### What you will do
Write each line word for word, from the line that contains "Target: police light bar" through the last line of the material below.

* start Data shown *

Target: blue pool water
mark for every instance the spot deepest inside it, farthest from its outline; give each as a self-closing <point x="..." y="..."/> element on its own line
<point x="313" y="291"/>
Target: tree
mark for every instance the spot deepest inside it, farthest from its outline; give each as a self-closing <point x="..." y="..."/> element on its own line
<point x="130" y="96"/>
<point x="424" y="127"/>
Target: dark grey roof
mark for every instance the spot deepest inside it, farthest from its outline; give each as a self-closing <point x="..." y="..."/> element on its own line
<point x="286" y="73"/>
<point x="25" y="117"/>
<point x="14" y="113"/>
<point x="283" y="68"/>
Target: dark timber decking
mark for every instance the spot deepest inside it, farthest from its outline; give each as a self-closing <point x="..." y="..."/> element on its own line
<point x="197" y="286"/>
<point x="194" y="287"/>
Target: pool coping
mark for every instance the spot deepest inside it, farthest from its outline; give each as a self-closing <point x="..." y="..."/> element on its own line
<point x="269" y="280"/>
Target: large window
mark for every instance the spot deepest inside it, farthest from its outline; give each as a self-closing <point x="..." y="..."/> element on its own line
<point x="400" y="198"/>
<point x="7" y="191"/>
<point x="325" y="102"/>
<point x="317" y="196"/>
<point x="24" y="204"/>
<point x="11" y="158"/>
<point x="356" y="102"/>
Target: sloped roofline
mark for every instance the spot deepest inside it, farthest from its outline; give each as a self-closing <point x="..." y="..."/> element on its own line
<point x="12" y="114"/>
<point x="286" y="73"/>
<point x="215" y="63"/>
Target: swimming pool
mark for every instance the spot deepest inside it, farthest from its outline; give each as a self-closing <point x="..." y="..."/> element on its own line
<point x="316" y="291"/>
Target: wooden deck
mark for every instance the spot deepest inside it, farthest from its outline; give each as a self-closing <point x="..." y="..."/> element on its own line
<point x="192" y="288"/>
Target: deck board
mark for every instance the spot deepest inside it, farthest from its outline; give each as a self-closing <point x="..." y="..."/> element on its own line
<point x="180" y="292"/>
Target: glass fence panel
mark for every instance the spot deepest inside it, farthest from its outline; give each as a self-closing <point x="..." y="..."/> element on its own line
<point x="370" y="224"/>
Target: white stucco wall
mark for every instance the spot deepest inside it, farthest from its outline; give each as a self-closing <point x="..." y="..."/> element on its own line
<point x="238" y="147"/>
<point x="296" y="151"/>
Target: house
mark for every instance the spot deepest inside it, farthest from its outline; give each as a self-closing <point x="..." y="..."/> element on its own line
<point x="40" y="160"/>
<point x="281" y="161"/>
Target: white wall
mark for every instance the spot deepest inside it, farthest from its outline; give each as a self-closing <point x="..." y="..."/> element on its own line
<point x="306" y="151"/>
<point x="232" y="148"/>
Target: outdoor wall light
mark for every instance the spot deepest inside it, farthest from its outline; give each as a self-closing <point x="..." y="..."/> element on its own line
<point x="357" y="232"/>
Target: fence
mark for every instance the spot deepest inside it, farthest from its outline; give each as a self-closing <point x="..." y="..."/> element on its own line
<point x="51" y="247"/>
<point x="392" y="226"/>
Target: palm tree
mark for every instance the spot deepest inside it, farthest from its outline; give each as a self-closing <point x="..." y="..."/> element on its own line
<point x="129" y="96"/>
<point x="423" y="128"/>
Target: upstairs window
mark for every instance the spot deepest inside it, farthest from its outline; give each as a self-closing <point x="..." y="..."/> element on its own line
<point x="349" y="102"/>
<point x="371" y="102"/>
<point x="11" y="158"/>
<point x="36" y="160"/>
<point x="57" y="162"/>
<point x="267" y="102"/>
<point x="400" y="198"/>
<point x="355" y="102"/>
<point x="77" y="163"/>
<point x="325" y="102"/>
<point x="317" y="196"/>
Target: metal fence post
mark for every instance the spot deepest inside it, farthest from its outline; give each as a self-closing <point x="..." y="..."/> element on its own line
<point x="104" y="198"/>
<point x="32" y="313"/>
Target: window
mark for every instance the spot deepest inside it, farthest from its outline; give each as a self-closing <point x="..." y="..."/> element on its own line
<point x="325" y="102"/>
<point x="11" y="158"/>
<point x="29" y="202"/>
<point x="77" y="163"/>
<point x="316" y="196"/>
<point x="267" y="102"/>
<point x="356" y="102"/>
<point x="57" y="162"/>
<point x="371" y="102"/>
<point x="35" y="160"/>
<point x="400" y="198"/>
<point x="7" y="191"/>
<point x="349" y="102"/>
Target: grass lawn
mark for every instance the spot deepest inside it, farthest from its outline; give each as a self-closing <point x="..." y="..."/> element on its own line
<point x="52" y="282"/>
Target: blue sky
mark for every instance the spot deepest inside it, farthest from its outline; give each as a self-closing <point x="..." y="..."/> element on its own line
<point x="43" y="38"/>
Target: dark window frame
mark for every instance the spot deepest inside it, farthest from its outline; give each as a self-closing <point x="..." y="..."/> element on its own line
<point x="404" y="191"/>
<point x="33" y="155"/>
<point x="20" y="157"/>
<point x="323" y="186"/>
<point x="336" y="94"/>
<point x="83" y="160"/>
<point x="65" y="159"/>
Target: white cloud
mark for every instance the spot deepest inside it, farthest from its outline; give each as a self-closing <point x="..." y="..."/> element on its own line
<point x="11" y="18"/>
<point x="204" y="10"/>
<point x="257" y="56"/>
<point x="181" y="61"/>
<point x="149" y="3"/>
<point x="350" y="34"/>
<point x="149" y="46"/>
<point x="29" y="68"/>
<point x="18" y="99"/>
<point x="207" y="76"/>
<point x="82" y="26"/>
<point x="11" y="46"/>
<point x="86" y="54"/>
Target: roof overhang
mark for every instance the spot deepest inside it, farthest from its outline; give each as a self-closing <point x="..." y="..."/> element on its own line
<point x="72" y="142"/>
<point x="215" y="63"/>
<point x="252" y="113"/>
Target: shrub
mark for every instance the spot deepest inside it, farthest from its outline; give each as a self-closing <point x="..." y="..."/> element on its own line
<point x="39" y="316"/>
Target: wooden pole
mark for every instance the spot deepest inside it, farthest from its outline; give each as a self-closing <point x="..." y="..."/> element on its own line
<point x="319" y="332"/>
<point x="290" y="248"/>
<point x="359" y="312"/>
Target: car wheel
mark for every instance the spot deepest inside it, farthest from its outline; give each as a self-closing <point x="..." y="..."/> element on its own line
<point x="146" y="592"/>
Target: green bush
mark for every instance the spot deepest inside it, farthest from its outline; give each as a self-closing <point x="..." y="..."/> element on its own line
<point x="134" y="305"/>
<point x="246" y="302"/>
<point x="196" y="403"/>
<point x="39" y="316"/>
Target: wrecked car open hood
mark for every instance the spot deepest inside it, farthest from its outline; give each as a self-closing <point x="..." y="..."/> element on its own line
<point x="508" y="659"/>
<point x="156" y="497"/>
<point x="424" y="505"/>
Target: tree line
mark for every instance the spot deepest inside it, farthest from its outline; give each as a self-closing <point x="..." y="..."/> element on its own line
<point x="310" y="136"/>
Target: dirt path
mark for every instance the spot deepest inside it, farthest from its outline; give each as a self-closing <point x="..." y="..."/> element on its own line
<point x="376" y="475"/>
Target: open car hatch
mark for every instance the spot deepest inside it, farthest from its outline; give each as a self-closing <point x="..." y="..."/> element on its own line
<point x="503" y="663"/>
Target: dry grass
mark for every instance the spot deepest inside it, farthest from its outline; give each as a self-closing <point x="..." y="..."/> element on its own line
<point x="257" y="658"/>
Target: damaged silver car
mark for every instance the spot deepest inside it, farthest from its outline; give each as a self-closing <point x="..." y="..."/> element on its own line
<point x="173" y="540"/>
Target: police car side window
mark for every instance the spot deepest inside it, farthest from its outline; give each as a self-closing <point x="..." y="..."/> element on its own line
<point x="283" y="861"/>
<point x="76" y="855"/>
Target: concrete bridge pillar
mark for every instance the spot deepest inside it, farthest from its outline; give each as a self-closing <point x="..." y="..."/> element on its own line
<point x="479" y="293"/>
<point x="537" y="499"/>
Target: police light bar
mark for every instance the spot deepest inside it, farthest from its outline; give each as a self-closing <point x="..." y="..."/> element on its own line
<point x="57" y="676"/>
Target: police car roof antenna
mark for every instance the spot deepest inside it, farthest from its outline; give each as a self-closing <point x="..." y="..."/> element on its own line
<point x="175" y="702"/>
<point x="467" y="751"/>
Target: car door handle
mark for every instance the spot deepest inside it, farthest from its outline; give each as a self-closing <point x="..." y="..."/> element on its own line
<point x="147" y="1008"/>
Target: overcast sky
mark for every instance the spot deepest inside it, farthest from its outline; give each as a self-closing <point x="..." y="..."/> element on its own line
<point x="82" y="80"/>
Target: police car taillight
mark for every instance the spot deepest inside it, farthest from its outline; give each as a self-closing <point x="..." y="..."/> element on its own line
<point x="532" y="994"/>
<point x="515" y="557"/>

* end Data shown *

### Answer to the problem
Target: police light bar
mark for every instance the spot deepest inside it, farthest from its outline; give each as a self-closing <point x="..." y="..."/> element on its own line
<point x="57" y="676"/>
Target: police car roof antenna
mark for every instance the spot deepest inside it, farthest from its outline; give each as a self-closing <point x="..." y="..."/> element on its own line
<point x="175" y="702"/>
<point x="467" y="751"/>
Target: car door handle
mark for every instance the spot deepest inside it, farthest from its outline; give each as a self-closing <point x="..." y="..."/> element on its own line
<point x="147" y="1008"/>
Target: overcast sky
mark for every instance the spot deepest inside it, farthest from its outline; give each as a self-closing <point x="..." y="..."/> element on its own line
<point x="82" y="80"/>
Target: police car taillight
mark for every instance the spot deepest inside it, farthest from its outline; give each as a self-closing <point x="..." y="..."/> element on its own line
<point x="532" y="994"/>
<point x="515" y="557"/>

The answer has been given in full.